### Records supplied
────
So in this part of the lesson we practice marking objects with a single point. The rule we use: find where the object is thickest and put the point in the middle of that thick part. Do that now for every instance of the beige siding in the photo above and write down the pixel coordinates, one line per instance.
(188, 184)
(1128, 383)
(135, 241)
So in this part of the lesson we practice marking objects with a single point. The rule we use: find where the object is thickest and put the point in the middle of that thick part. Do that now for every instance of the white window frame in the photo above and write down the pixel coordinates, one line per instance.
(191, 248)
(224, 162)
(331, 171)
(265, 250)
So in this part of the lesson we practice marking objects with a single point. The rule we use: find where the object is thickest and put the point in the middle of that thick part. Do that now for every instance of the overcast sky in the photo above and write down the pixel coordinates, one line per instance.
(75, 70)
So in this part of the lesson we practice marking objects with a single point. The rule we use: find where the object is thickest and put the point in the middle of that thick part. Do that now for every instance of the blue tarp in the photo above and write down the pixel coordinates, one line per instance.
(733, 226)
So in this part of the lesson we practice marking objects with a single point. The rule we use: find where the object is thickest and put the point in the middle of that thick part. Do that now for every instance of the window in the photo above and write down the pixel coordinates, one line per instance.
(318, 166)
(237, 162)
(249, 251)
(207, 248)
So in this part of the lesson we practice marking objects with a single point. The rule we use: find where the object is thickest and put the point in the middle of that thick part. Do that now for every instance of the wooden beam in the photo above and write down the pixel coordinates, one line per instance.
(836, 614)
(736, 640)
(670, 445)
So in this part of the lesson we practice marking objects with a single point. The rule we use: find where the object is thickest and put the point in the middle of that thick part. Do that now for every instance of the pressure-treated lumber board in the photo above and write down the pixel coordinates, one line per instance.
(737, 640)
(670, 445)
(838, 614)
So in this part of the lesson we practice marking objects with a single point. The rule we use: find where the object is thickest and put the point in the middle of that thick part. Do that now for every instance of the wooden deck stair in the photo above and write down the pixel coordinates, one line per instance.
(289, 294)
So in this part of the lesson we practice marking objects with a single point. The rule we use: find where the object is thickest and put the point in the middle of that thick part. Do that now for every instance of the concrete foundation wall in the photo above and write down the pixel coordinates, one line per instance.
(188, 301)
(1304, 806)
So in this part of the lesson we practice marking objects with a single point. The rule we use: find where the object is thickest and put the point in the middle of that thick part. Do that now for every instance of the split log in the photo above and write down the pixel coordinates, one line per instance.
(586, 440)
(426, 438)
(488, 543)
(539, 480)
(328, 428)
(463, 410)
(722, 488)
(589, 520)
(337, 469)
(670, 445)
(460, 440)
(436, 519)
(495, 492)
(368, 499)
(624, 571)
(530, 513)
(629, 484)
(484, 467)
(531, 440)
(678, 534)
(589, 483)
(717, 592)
────
### Instruction
Can you write out every one of the entries above again, word for word, with nothing changed?

### Reply
So in this part of the lesson we practice marking objects with a single point. The rule we use: find where the object is thickest and put the point in the middle of that thick part. Do that now for every instance of the beige siding in the photo above and write down the pixel coordinates, one line per instance.
(188, 184)
(1128, 383)
(135, 241)
So in this part of the lesson we practice marking objects with a single point. The rule we use: find where the object is thickest and put the point in the middle of that thick part. Do that now for every instance of the white window frame in the photo above and write down the pixel coordinates, one line per instance.
(191, 248)
(224, 162)
(331, 171)
(265, 250)
So in this part of the lesson we practice marking objects with a single point. The rule we use: find where the object is thickest and put the point in the middle of that thick part. Do that now for every instance of the overcast sky in the photo above and write down the pixel coordinates, one line per instance.
(75, 70)
So in this part of the lesson we practice marking objects with a single point. The rule we use: find where the object is thickest and put the point in the middle of that thick part. Do that now for every instance of the blue tarp in the photo above and write down the pixel coordinates, one line per instance.
(733, 226)
So in this part of the lesson we practice marking objects with a single point. The rule we use: find where the object is thickest and put the point in the middle of that thick part. Do that now for every instance of the window in the photo above and write down the pixel coordinates, one line per instance.
(318, 166)
(237, 162)
(249, 251)
(207, 248)
So in this part of the lesson we practice marking objects with a single point. The rule we use: find where the object is thickest and put the point in the middle of that thick part. Do that now for every instance of the wooden beam in the photo above and write down the pixel coordinates, one line per instance.
(836, 614)
(736, 640)
(670, 445)
So in this part of the lesson we practice marking objects with a single point. The rule we use: find where the object is thickest and put the point in the middle of that thick part. Do that now for every instance of the pressure-treated lumber board in the photo above and write down the pixel coordinates, one line per instance.
(737, 640)
(670, 445)
(838, 614)
So in this part of the lesson we practice marking objects with a single point. The rule we use: find where the object is thickest and put the point in the middle of that thick part. Do that now for every instance of the wooden deck stair in the photo above and write down the pixel coordinates, one line per instance.
(289, 294)
So in this part of the lesson we practice marking objects with a single point. The rule we use: find where the object is thickest and put the point in the middle of that thick part. Do that now for every instance of the concrete foundation wall in the photo above and write down the pixel coordinates, one line per instance.
(188, 301)
(1304, 806)
So in this part of the lesson we practice marking objects with a single point. The rule we use: find where the object is thickest and put the point in the middle of that thick part. Do that now for every instance of the split log in the photo above and write down the pixel coordinates, one line per instance.
(586, 440)
(426, 438)
(488, 543)
(539, 480)
(328, 428)
(463, 410)
(722, 488)
(589, 520)
(337, 469)
(670, 445)
(460, 440)
(436, 519)
(495, 492)
(368, 499)
(624, 571)
(530, 513)
(629, 484)
(484, 467)
(531, 440)
(678, 534)
(589, 483)
(717, 592)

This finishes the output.